Scan the listing below and copy every line holding "each".

※ ※ ※

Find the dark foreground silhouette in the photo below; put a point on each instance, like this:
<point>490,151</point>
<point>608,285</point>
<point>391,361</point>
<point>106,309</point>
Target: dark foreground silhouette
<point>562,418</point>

※ ※ ※

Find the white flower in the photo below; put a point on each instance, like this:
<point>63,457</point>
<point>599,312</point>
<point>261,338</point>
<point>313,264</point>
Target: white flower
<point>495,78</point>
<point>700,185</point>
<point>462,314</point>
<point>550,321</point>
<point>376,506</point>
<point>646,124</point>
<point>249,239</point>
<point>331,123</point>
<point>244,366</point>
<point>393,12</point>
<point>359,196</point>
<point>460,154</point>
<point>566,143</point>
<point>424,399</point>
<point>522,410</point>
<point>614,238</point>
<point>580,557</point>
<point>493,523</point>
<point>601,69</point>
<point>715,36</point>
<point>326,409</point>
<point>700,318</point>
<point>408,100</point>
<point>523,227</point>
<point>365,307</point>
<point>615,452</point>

※ ※ ※

- **Answer**:
Find the dark foreground silhouette in the photo below; put a point on each instance, like this:
Find the white flower in the photo below; put a point on each instance, like this:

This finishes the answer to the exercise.